**MATERIAL**

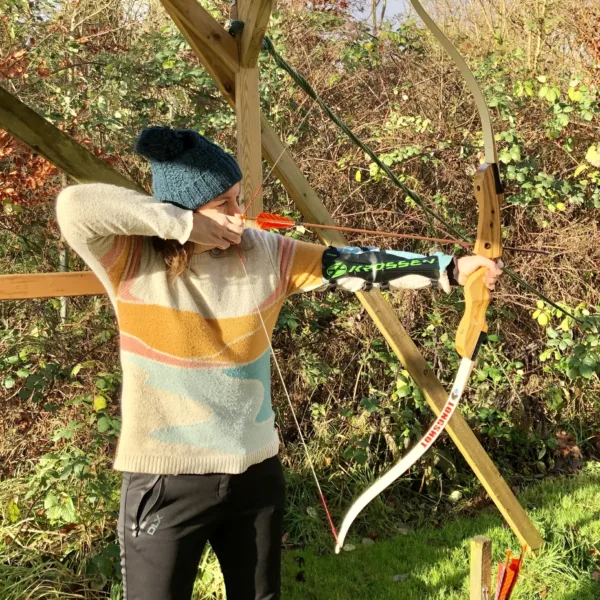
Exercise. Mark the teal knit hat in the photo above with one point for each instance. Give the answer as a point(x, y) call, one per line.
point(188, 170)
* * *
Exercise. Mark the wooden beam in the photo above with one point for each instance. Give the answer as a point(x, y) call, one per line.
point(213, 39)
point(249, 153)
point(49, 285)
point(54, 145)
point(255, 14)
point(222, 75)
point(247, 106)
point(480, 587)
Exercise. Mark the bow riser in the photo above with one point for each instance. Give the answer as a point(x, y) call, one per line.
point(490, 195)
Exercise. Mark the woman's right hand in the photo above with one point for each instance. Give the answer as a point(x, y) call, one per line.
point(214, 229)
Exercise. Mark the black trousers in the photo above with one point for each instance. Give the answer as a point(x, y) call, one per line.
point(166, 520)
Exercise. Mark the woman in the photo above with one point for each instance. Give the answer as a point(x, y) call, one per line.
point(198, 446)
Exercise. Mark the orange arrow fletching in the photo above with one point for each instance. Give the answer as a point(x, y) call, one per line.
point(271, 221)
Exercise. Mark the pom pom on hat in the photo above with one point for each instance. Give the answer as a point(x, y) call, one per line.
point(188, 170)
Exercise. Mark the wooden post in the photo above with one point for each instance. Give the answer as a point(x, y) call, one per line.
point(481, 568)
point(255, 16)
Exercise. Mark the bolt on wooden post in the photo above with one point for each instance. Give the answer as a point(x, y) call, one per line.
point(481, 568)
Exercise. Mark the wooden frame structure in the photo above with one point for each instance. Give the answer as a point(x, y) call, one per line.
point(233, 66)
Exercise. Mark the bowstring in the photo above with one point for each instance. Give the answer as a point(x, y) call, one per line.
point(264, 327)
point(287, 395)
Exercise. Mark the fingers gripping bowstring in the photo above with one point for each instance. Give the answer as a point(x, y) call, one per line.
* * *
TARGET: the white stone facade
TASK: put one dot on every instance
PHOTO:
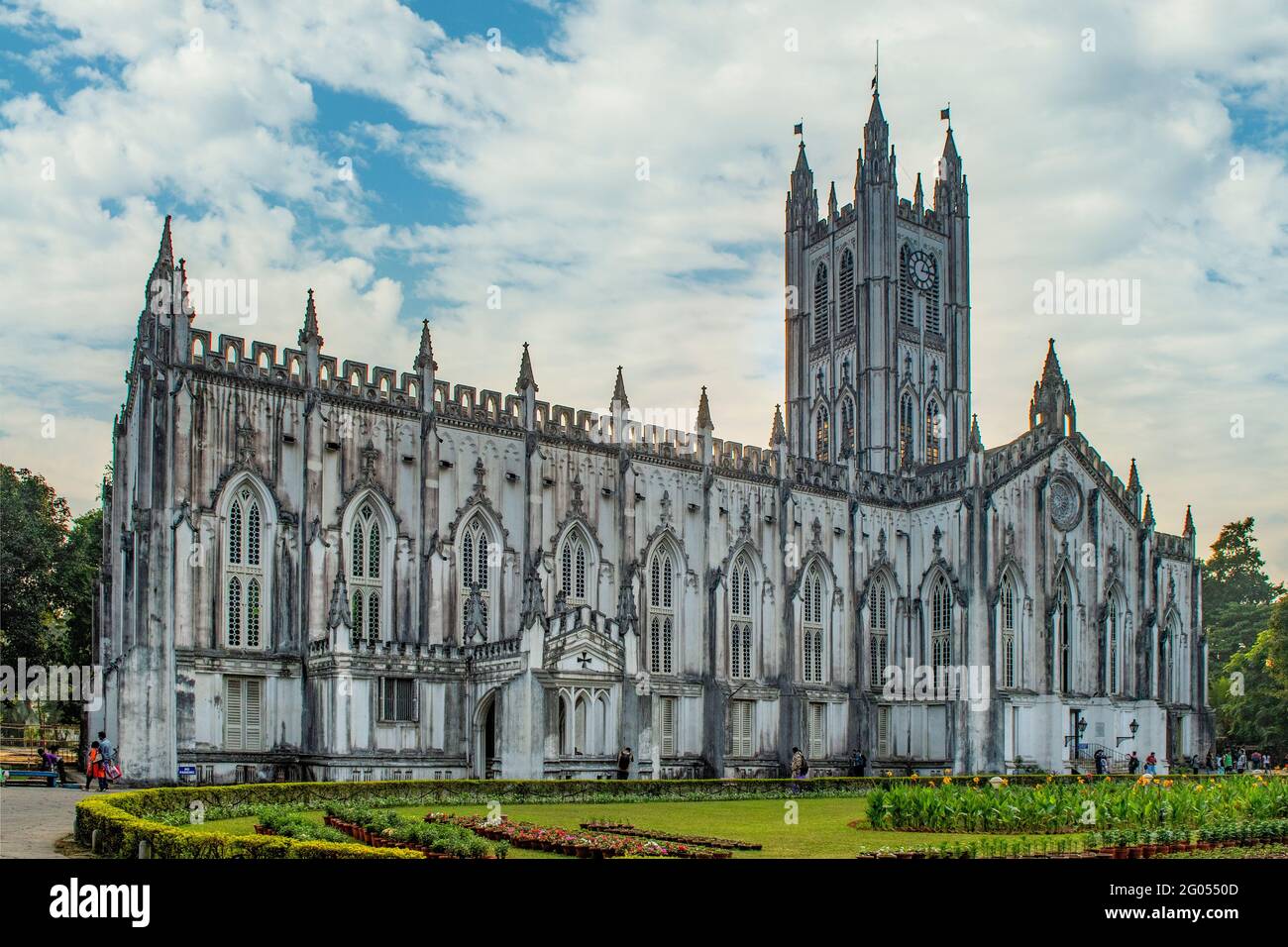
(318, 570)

**PROBLEM TO SOLVE**
Put everything from the line with "Exercise. Mark the woman's" down to the line with "point(198, 446)" into a JSON list of strings, one string per line, skipping any blank lines.

**WORKED SOLUTION**
[
  "Exercise. Mark the woman's right hand in the photo above with one point for each instance. Give the answer as a point(x, y) call, one per line.",
  "point(214, 229)",
  "Exercise. Mark the black trousers in the photo above with one point for each instance. Give the answer as a point(x, y) call, one per line.",
  "point(166, 520)",
  "Exercise. Mark the woman in the photo above with one point for each instance. Give the answer as a point(x, y) call, one per line.",
  "point(198, 446)"
]